» **To do**:
1. Write out the part of the Shulin District text that begins at the words "Shulin District (樹林區" and stops after the words "Shulin Township (樹林鎮).".
2. Extend the text on Shulin District beyond the point where it ends.

» **Passage shown**:
Shulin District (樹林區 (Shùlín Qū, Chhiū-nâ-khu, forest district)) is an inner city district in southwestern New Taipei City, Taiwan.

==History==
On August 1, 1946, seventeen urban villages (里) were divided from Yingge Township and made into Shulin Township (樹林鎮).

Shulin was upgraded to a county-administered city of Taipei County on 4 October 1999 from an urban township, and to a district of New Taipei City on 25 December 2010.

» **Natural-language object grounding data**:
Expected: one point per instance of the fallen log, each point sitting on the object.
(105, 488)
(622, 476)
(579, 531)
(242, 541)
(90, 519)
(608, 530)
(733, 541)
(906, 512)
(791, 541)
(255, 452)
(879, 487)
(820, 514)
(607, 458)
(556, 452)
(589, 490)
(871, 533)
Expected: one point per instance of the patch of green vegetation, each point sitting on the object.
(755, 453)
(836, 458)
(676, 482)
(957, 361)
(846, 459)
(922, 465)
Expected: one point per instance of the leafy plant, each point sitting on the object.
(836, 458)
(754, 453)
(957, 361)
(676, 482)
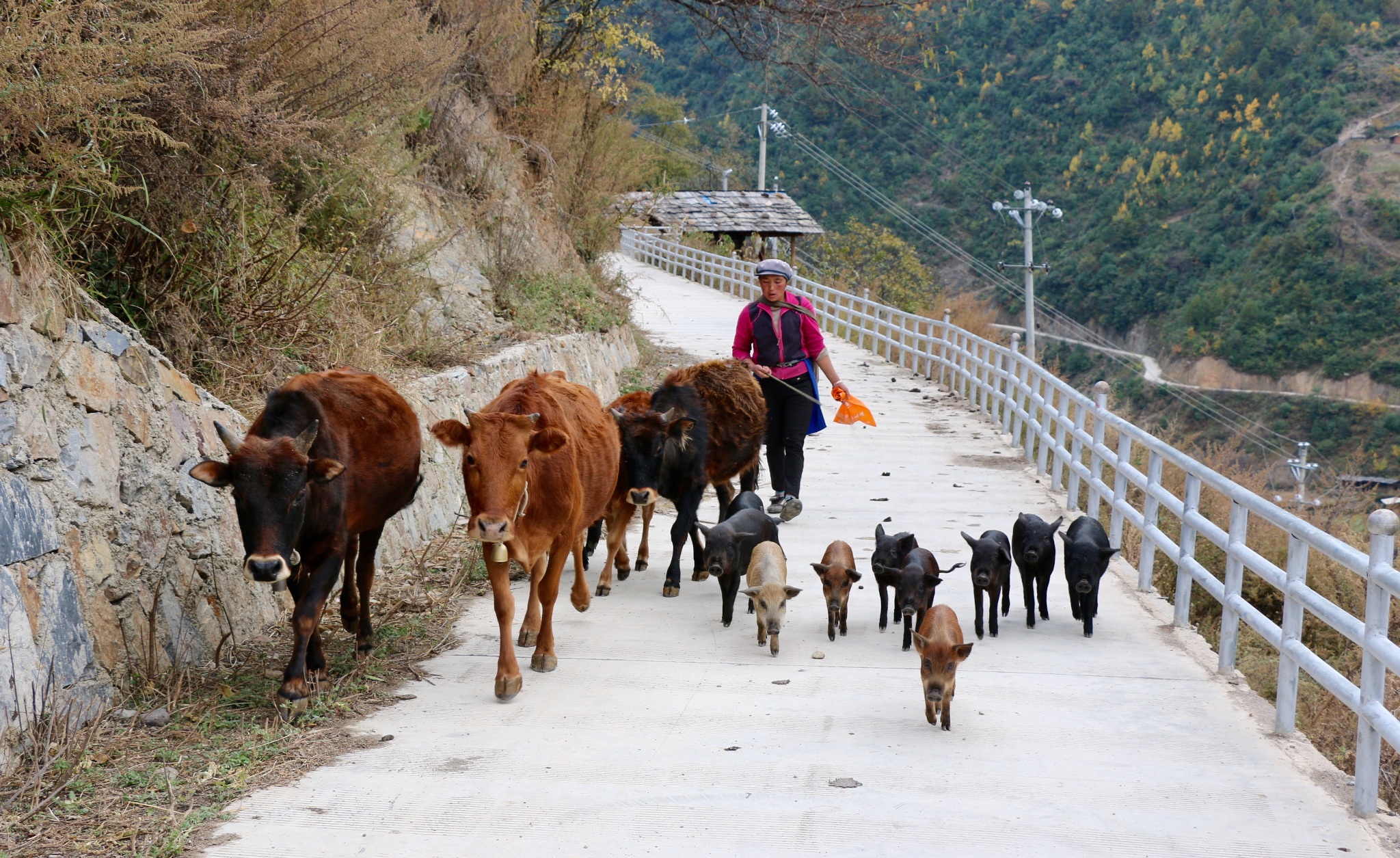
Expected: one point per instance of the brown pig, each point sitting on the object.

» **Task-by-task results**:
1.
Shulin District (樹林區 (Shùlín Qū, Chhiū-nâ-khu, forest district)) is an inner city district in southwestern New Taipei City, Taiwan.

==History==
On August 1, 1946, seventeen urban villages (里) were divided from Yingge Township and made into Shulin Township (樹林鎮).

2.
==Administrative divisions==
Shulin District administers forty-two urban villages:
- Sanxing (三興里), Sanfu (三福里), Sanduo (三多里), Sanlong (三龍里), Qiangliao (獇寮里), Guangxing (光興里), Jinliao (金寮里), Tandi (潭底里), Wenlin (文林里), Baoan (保安里), Zunan (圳安里), Zunfu (圳福里), Zunmin (圳民里), Zunsheng (圳生里), Shude (樹德里), Shufu (樹福里), Shuxi (樹西里), Shuxing (樹興里), Shuren (樹人里), Yuying (育英里), Shunan (樹南里), Ponei (坡內里), Shutung (樹東里), Shubei (樹北里), Pengfu (彭福里), Heping (和平里), Pengxing (彭興里), Pengcuo (彭厝里), Datong (大同里), Zhonghua (中華里), Taishun (太順里), Tungsheng (東昇里), Tungyang (東陽里), Tungshan (東山里), Shanjia (Shanchia, 山佳里), Zhongshan (中山里), Leshan (樂山里), Ganyuan (柑園里), Xiyuan (西園里), Nanyuan (南園里), Tungyuan (東園里) and Beiyuan (北園里) Village.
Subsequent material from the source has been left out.